Point annotations for photographs:
START
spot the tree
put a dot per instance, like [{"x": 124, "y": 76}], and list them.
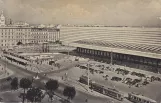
[
  {"x": 35, "y": 95},
  {"x": 51, "y": 86},
  {"x": 25, "y": 83},
  {"x": 19, "y": 43},
  {"x": 70, "y": 92},
  {"x": 14, "y": 83}
]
END
DIRECTIONS:
Give the listing as a Markdown table with the columns "Row" and "Line," one numbered row per line, skipping blank lines and leaving out the pictures.

CORRECT RESPONSE:
| Row | Line |
|---|---|
| 1 | spot the tree |
| 2 | put a dot per instance, like [{"x": 124, "y": 76}], and list them. |
| 3 | [ |
| 4 |   {"x": 35, "y": 95}, |
| 5 |   {"x": 51, "y": 86}, |
| 6 |   {"x": 25, "y": 83}, |
| 7 |   {"x": 19, "y": 43}, |
| 8 |   {"x": 70, "y": 92}, |
| 9 |   {"x": 14, "y": 83} |
| 10 | ] |